* [What the exercise asks]
From the text on the California Baptist Lancers men's basketball team below:
(a) Who is the team's head coach?
(b) At what level did the program start playing in 1969?
(c) In what season will the school become eligible for the NCAA Division I postseason tournament?

* [Excerpted passage]

-----

The California Baptist Lancers men's basketball team represents California Baptist University in the Western Athletic Conference. The team  made the jump into Division I basketball on July 1, 2018. They are currently led by head coach Rick Croy and play at the CBU Events Center, which opened in 2017 and replaced the Van Dyne Gym. The men's basketball program will be ineligible for play in the NCAA Division I Tournament during their transition period, although they can be eligible for other tournaments such as the College Basketball Invitational.

History
The men's basketball program began playing at the NAIA level in 1969 and stayed at that level until 2010, competing in the Golden State Athletic Conference. In 2010, California Baptist Lancers moved up in all sports to the NCAA Division II, joining the Pacific West Conference in all sports on July 1, 2011. In January 2017, the California Baptist Lancers announced their transition to NCAA Division I, joining the Western Athletic Conference on July 1, 2018, in all sports. The school will be eligible for the NCAA Division I postseason tournament in the 2022–23 season.

-----

* [Supplied data]
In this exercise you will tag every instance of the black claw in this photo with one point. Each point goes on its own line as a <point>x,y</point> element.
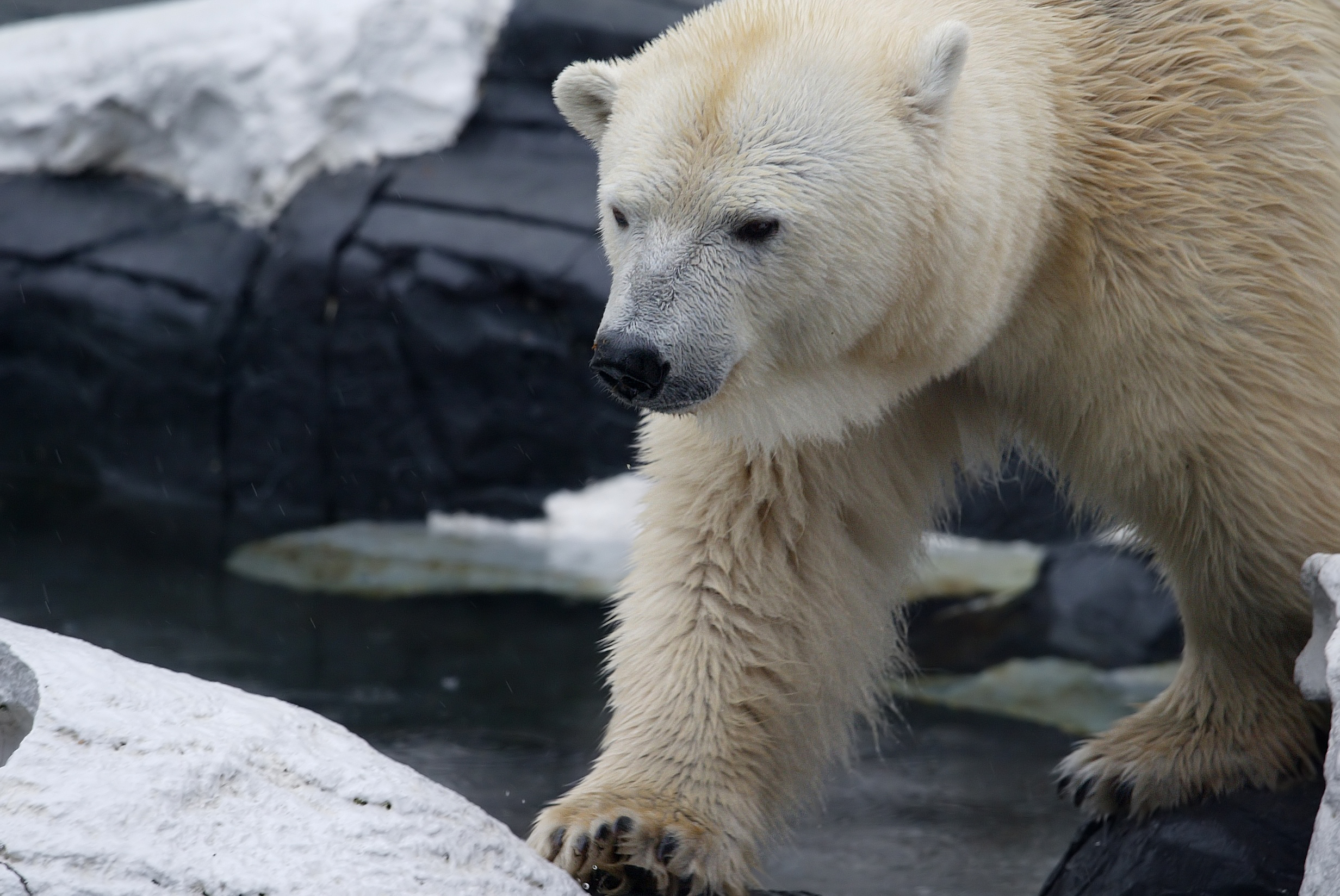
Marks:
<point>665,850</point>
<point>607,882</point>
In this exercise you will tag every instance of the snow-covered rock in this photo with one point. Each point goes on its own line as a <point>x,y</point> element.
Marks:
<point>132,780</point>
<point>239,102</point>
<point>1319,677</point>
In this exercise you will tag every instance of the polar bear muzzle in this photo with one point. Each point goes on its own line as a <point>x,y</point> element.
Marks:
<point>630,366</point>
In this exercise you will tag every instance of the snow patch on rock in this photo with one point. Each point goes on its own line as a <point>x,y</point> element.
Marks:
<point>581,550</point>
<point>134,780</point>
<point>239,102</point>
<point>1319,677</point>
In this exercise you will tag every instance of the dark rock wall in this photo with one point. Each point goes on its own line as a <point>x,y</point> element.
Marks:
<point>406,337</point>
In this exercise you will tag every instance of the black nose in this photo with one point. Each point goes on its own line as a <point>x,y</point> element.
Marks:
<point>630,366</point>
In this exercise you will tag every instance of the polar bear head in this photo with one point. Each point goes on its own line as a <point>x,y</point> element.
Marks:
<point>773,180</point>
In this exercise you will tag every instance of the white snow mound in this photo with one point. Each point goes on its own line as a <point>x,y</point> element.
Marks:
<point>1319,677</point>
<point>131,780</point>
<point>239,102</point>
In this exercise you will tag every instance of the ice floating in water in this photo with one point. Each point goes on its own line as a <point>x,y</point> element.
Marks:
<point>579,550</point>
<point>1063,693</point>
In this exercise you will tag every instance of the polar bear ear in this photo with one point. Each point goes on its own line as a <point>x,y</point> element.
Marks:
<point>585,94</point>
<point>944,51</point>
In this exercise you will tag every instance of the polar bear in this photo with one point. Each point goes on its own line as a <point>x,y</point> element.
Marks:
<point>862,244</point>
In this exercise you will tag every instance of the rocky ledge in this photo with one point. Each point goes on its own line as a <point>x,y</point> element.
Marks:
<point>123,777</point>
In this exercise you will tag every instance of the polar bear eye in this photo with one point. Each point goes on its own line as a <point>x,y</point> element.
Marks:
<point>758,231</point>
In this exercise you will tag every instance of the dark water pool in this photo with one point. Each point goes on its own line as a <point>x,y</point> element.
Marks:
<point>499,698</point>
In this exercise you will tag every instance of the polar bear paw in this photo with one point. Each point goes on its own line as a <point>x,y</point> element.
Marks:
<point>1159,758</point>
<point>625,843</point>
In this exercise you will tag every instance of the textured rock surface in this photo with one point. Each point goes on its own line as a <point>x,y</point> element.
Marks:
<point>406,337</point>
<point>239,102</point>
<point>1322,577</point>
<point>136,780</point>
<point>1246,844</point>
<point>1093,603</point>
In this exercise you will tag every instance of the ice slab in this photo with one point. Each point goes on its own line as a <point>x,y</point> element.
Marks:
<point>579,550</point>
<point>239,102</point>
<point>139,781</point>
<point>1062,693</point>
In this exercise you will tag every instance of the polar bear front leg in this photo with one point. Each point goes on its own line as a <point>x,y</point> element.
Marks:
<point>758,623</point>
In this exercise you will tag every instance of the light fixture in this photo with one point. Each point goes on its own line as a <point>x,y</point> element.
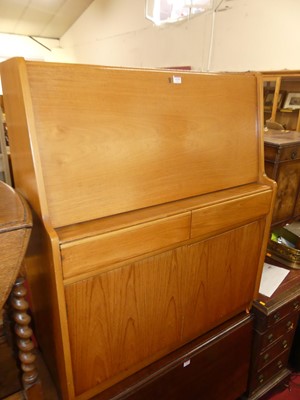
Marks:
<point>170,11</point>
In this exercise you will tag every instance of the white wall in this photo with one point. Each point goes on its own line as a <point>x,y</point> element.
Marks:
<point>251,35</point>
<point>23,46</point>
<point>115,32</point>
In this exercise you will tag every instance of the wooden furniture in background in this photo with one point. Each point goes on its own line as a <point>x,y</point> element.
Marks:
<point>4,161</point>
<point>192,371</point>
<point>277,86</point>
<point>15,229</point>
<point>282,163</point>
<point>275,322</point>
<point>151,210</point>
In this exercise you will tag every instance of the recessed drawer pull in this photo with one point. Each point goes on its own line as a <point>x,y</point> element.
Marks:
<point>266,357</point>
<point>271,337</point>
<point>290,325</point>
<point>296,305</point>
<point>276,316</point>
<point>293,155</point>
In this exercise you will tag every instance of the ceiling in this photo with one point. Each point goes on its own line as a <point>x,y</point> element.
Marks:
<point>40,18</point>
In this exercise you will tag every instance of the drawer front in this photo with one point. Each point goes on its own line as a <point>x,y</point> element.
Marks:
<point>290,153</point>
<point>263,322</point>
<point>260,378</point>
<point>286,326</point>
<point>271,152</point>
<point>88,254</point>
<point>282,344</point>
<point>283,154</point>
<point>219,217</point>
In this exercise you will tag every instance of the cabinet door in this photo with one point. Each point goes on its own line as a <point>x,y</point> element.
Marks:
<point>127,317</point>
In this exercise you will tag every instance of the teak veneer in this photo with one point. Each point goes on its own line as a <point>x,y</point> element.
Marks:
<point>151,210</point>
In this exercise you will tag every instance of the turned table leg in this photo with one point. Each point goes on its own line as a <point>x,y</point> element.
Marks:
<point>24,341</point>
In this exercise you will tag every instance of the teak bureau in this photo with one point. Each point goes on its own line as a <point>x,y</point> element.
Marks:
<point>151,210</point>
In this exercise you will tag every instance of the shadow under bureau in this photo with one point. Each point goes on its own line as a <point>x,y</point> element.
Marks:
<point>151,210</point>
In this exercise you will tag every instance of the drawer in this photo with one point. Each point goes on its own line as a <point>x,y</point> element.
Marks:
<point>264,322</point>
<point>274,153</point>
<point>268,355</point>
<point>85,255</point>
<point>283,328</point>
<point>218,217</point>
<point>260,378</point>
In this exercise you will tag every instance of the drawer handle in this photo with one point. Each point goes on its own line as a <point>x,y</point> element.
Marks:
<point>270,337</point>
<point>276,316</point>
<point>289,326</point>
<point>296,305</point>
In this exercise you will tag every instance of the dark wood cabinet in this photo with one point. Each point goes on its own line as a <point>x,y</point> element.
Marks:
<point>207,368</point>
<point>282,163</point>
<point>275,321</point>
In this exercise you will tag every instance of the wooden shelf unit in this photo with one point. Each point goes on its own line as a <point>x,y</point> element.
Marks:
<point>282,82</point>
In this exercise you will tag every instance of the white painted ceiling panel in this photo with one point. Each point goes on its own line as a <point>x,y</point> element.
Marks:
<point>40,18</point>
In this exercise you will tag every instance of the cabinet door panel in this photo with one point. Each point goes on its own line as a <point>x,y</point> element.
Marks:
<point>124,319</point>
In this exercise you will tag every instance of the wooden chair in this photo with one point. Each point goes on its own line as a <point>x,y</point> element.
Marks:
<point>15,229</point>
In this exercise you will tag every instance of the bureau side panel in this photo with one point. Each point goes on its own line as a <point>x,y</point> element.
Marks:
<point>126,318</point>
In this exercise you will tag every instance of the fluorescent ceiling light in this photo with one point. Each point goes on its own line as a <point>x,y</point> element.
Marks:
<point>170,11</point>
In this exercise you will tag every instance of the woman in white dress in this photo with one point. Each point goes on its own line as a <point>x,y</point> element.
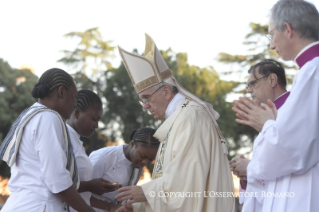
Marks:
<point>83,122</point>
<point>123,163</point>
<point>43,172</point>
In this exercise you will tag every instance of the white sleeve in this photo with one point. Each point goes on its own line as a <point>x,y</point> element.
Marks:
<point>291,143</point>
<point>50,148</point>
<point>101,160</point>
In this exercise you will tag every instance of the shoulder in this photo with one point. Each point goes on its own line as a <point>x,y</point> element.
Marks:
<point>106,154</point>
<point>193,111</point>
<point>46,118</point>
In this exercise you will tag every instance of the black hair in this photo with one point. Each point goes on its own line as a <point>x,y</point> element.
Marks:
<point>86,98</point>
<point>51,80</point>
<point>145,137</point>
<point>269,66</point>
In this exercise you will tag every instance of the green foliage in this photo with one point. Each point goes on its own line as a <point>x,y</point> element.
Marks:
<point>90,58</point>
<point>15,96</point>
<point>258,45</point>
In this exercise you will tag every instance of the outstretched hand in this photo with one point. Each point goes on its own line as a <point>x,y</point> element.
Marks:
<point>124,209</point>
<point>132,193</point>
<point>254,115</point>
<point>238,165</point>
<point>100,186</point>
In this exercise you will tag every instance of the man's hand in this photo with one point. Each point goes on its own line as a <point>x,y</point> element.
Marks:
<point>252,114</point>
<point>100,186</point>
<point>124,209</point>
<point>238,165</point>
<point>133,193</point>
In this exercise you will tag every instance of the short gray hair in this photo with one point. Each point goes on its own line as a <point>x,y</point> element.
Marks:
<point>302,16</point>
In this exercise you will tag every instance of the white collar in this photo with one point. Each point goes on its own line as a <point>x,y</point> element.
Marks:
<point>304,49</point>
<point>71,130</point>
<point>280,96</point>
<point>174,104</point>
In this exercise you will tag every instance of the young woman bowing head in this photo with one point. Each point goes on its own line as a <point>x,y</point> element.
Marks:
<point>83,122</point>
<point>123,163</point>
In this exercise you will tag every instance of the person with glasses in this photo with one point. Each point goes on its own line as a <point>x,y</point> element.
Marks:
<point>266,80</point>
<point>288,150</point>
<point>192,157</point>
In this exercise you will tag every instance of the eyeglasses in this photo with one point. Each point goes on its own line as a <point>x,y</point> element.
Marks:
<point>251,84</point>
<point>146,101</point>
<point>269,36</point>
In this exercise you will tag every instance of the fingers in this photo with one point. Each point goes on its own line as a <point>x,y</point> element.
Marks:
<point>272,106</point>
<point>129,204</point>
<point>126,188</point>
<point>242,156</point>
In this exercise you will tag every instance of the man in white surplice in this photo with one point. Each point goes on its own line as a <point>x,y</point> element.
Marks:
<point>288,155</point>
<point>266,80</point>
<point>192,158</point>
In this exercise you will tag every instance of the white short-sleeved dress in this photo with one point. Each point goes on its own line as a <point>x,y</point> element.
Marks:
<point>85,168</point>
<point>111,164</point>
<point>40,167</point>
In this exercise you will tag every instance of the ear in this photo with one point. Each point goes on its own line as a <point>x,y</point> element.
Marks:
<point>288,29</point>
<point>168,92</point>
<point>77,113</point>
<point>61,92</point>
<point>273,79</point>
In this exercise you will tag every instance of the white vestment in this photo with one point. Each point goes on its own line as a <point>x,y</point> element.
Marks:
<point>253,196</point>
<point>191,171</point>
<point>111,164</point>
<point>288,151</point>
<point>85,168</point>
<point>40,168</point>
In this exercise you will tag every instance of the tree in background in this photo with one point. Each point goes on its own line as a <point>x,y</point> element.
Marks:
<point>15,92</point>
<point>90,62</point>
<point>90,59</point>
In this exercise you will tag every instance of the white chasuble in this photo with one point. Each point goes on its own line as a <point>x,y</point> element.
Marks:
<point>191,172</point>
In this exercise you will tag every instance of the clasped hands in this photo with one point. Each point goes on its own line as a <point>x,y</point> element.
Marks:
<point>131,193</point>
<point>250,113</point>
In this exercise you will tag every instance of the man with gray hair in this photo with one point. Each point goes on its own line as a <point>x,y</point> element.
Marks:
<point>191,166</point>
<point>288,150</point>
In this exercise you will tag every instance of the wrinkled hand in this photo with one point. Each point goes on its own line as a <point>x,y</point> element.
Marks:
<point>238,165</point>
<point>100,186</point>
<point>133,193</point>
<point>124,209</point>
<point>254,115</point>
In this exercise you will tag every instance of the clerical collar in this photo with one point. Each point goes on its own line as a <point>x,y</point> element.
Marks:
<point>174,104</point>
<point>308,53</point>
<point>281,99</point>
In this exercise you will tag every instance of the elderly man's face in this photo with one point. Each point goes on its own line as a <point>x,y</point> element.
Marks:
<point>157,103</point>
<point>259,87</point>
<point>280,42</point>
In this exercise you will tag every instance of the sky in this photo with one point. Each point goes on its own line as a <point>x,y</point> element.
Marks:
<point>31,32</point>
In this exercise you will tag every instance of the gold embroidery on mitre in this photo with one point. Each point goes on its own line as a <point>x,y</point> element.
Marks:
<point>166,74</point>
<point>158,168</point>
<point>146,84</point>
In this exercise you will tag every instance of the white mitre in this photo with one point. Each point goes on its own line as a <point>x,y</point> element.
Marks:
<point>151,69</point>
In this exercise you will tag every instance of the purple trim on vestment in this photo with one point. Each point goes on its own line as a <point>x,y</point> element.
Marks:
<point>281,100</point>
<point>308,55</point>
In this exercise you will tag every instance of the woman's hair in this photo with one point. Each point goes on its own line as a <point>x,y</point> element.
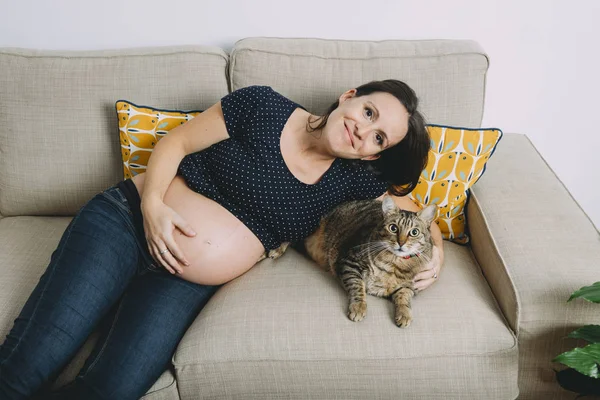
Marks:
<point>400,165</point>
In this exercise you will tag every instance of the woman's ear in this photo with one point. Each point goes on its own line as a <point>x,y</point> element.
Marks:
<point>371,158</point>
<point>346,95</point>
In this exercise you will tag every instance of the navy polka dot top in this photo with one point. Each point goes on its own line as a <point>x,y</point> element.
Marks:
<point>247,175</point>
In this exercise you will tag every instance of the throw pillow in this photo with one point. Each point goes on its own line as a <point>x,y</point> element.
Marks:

-----

* [Task result]
(a) Rick Croy
(b) The NAIA level
(c) The 2022–23 season